Page excerpt:

######

In a system where longevity, rather than performance, governs take-home pay, it follows that management stands to gain little by increasing shareholder value. This, at least partially, explains the historical resistance of Japanese business to activist shareholders and hostile takeovers.
“In Japan, traditionally, shareholders do not oust management. Even though they have the power to, boards are not always independent and hostile takeovers are rare,” says David Makman, counsel at Howrey.
So when Steel Partners, an American investor, deposed the CEO and the six inside directors of Japanese wigmaker Aderans in May 2008, it was big news in Japan, where shareholder activism, hostile takeovers and U.S.-style corporate governance are slowly edging into the mainstream.
“The Aderans shareholder vote demonstrates in the most meaningful way possible that shareholders in Japanese companies can hold management accountable for unacceptable returns on capital,” Makman says. “And Aderans is just the tip of the iceberg.”
Still, it’s taken a long time for the tip to emerge.
“The type of investor activism we saw in Aderans was almost unthinkable in Japan five years ago,” Makman says.
Before the turn of the century, the corporate auditor system characterized Japan’s corporate governance regime. The corporate auditors’ task was to look over the shoulders of the board. But difficulties arose because auditors were company employees traditionally appointed by the directors.
“There had been a lot of criticism of auditors over the years on the basis that they were not in a position to fully look after the interests of shareholders,” says Richard Holbrook, counsel at Crowell & Moring.
Reforms to the Commercial Code in 2002 and 2005 were supposed to change all that by strengthening the independence of auditors.
The reforms also provided for a second, alternative U.S.-style form of corporate governance known as the committee system. The system featured audit, compensation and nominating committees, all of which were required to have a majority of independent directors.
“By 2007, however, only 3 percent of Japanese companies had adopted the U.S. system,” Holbrook says.
But by that time, the slow uptake of the committee system, the lack of meaningful movement in the auditor system, and management’s continued lack of commitment to enhancing shareholder value brought on a renewed governmental commitment to reform.
At its core was a realization that hostile takeovers, and the shareholder activism that characterizes them, are frequently the engines that drive good corporate governance.
Hostile takeovers have been rare in Japan for two reasons: The country has inadequate safeguards against arbitrary or discriminatory dilution by way of resorting to methods such as the poison pill; in addition, listed companies can issue new shares by way of private placement without making transparent disclosure about their actions.
“The mergers that have occurred in Japan are for the most part friendly mergers that were a result of economic pressures on one or both of the companies,” says David Hill, a partner at Finnegan, Henderson, Farabow, Garrett & Dunner.
A major victory for activists, however, seemed to have occurred in 2005 when a small domestic company, Livedoor Co., bought a 30 percent share in Nippon Broadcasting Co. Nippon responded by issuing shares to Fuji Television to dilute Livedoor’s holdings and prevent a takeover.
Uncharacteristically–Japanese business tends to avoid litigation–Livedoor went to court and got an injunction preventing the share issue by relying on the Commercial Code reforms.
“Although the case ultimately settled and did not result in a hostile takeover, it seemed that hostile takeovers were becoming a reality in Japan,” Makman says. “But since then, there have been only a few takeovers that might be characterized as hostile. It was apparent that the revised law was not becoming the engine of change it was intended to be.”

######

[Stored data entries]
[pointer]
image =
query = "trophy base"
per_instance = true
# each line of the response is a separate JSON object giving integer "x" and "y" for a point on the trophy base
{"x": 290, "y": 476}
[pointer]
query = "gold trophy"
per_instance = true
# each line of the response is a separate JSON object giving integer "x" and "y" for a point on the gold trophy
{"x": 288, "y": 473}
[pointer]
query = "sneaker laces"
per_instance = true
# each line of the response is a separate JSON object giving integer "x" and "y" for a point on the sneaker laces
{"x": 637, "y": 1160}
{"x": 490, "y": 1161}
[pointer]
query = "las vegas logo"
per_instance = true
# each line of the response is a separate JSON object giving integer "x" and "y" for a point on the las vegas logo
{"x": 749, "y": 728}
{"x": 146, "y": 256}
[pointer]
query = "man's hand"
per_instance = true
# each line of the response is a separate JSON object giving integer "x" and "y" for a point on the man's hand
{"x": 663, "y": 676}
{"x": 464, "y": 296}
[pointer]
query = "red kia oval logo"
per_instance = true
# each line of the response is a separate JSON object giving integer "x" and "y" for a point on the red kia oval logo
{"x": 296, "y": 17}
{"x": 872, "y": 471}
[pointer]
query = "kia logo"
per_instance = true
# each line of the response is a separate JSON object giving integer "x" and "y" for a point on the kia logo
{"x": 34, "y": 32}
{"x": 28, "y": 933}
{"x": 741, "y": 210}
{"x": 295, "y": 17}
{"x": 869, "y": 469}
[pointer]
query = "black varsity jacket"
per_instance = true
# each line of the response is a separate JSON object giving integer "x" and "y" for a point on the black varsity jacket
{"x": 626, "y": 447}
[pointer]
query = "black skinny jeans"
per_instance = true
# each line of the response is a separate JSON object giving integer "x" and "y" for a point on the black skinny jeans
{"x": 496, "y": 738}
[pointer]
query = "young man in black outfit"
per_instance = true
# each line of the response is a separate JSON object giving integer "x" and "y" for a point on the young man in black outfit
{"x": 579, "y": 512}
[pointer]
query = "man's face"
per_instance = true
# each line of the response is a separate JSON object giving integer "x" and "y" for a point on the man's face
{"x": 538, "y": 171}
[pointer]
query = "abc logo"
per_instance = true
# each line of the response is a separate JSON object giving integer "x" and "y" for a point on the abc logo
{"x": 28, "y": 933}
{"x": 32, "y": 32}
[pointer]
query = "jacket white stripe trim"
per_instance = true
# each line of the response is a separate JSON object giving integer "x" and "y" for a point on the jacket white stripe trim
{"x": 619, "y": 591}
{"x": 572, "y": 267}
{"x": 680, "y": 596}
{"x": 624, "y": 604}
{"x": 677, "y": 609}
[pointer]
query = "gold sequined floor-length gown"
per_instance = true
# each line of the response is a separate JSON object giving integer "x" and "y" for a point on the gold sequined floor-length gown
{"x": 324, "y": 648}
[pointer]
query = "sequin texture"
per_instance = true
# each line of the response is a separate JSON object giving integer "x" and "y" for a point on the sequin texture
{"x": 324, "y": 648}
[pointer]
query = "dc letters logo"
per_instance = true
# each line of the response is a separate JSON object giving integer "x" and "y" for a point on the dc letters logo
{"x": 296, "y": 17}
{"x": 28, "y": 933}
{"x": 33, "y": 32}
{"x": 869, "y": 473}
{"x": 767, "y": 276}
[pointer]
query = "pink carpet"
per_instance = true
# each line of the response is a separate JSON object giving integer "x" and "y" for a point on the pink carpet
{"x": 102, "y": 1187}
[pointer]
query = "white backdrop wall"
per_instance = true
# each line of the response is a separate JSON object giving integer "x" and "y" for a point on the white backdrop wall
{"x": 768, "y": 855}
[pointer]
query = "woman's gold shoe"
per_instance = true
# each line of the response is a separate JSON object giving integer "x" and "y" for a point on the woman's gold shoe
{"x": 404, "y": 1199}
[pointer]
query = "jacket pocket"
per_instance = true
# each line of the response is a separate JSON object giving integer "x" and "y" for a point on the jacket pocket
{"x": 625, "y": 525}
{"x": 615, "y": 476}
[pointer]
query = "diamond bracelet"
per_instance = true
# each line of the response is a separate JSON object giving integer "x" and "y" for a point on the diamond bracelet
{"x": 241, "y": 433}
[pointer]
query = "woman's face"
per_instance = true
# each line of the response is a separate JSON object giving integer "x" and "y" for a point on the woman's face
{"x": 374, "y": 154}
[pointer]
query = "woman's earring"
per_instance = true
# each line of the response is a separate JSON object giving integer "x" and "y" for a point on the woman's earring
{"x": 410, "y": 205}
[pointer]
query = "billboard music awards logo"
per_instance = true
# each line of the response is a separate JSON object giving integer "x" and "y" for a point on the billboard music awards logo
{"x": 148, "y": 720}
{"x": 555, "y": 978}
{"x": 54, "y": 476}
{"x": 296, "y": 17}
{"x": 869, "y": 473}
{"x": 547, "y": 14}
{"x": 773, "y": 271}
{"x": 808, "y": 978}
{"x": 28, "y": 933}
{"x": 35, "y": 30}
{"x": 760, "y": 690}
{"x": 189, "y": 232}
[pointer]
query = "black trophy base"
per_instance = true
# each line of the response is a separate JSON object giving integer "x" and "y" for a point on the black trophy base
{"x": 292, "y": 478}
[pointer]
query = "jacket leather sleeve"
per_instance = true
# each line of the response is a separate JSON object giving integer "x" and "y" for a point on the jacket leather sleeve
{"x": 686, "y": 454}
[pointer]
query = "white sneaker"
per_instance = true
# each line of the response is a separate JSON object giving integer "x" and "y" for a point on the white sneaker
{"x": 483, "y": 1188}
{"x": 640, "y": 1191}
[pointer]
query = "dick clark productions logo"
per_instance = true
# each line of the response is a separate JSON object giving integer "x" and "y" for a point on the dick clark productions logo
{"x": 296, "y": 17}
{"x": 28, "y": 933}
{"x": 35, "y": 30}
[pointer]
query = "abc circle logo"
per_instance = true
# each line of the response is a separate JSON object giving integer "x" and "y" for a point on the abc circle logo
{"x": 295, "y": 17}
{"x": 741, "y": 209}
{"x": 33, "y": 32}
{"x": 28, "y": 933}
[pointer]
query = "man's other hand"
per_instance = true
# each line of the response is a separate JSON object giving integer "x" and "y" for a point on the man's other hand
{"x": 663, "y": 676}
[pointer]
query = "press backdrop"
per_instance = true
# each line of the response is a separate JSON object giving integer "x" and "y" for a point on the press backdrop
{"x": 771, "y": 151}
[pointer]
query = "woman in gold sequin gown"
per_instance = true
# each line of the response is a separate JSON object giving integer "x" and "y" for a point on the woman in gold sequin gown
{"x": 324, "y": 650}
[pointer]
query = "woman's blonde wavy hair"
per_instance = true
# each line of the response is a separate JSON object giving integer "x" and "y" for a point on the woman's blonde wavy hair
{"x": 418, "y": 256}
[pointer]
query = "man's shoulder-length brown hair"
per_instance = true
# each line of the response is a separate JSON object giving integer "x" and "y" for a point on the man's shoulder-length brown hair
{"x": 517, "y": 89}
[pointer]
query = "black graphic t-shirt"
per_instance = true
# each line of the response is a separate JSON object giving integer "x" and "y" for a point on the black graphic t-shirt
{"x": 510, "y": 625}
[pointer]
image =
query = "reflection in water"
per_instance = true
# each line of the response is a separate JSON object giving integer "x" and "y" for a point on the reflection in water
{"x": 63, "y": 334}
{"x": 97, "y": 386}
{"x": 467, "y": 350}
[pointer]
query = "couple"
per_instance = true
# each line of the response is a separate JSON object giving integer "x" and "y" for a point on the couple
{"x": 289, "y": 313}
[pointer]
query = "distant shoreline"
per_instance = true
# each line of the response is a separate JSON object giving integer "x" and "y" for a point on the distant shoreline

######

Problems to work on:
1. In the Japanese corporate governance excerpt, what share of Japanese companies had adopted the U.S. system by 2007?
2. Reproduce the part of the Japanese corporate governance excerpt starting with "Before the turn" and going on through "independence of auditors.".
You won't need the stored data to do this.

Task results:
1. Only 3 percent.

2.
Before the turn of the century, the corporate auditor system characterized Japan’s corporate governance regime. The corporate auditors’ task was to look over the shoulders of the board. But difficulties arose because auditors were company employees traditionally appointed by the directors.
“There had been a lot of criticism of auditors over the years on the basis that they were not in a position to fully look after the interests of shareholders,” says Richard Holbrook, counsel at Crowell & Moring.
Reforms to the Commercial Code in 2002 and 2005 were supposed to change all that by strengthening the independence of auditors.